In a time when most series are on hiatus, FOX’s drama "Lie to Me" continues its second season with all new episodes this summer.
The crime drama stars Oscar-nominated actor Tim Roth as the gruff and unapologetic Dr. Cal Lightman, and award-nominated actress Kelli Williams ("The Practice") as his savvy partner, Dr. Gillian Foster. Together they lead a team at The Lightman Group, a company whose business is the art of finding truth through "microexpressions." In other words, being able to see when a person is lying or telling the truth based on body language. Inspired by the work of psychologist Dr. Paul Ekman, a man renowned for his studies in human emotions, "Lie to Me" digs not only into the underbelly of political scandal and federal crimes, it shows viewers how to spot lies from different points of view. It’s because of this mixture of deciphering lies mixed with a good share of action that "Lie to Me" remains exciting each week.
You never know what you’re going to see or learn from it. Yet at the same time, it’s not all about the science. The chemistry of its core characters is intriguing, and the ensemble is pitch perfect. Kelli Williams and Tim Roth have a wonderful onscreen rapport, as does the series’ supporting cast: Monica Raymund ("Law & Order: SVU"), Mekhi Phifer ("E.R"), and Brendan Hines ("The Middleman").
Raymund, in particular, shines despite having a few onscreen credits to her name. She holds her own remarkably well with the veteran cast as the character Ria Torres, a woman whose "natural," gifted abilities turn heads at The Lightman Group, making her Cal Lightman’s protege, which is hardly an easy task. It is the mentor relationship she has with Cal Lightman that adds to the show’s drama. Especially when the winter finale consisted of them fighting over information he withheld from her.
Now summer is here, and fans of the series will find themselves exploring Dr.Cal Lightman’s past once again. In this latest episode, titled "Beat the Devil," Jason Dohring ("Veronica Mars," "Moonlight") guest stars as Martin Walker, a grad student who captures Lightman’s attention for all the wrong reasons during a guest lecture, a favor he’s doing for his mentor Helen Dezekis (Rowena King). Convinced Martin is a psychopath, Lightman goes out of his way to prove he’s right, complicating matters with Helen, who as it turns out shares a romantic past with Lightman.
The entire episode is a cat and mouse game of outing Martin. Meanwhile, the secondary plot is far different, as Ria Torres and Eli Loker (Brendan Hines) work on a separate case concerning an unidentified flying object; yes, a UFO. While this episode isn’t exactly the best foot to set off the spring season, it can easily be broken down in highs and lows.
Jason Dohring vs Tim Roth — There was so much potential in this storyline. Dohring played Martin’s psychopatic tendencies with great restraint, leaving chills with a mere wisp of a smile or a cold stare. Roth’s interaction with Dohring was definitely exciting, and their scenes brought a lot of intensity to the screen, making it hard to look away. It also begs the question as to whether we’ll see Martin again. The fact that Martin was able to trick Ria Torres, create doubt in The Lightman Group, and nearly pull one over Cal Lightman, of all people, makes Martin Walker worthy of the title "Best Possible Recurring Villian".

Extracted information:
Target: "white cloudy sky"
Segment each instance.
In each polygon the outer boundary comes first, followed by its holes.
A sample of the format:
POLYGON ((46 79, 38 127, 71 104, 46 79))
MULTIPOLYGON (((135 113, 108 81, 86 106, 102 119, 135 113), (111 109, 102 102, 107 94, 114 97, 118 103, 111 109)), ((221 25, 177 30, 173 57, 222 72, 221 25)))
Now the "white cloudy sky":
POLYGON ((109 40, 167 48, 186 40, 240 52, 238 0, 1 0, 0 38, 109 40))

Tasks and exercises:
a: Retype the review's passage word for word, starting at "Raymund, in particular, shines" and ending at "withheld from her.".
b: According to the review, which psychologist's work inspired "Lie to Me"?
The records were drawn from a separate source and are unrelated to the review.

Problem solutions:
a:
Raymund, in particular, shines despite having a few onscreen credits to her name. She holds her own remarkably well with the veteran cast as the character Ria Torres, a woman whose "natural," gifted abilities turn heads at The Lightman Group, making her Cal Lightman’s protege, which is hardly an easy task. It is the mentor relationship she has with Cal Lightman that adds to the show’s drama. Especially when the winter finale consisted of them fighting over information he withheld from her.

b: Dr. Paul Ekman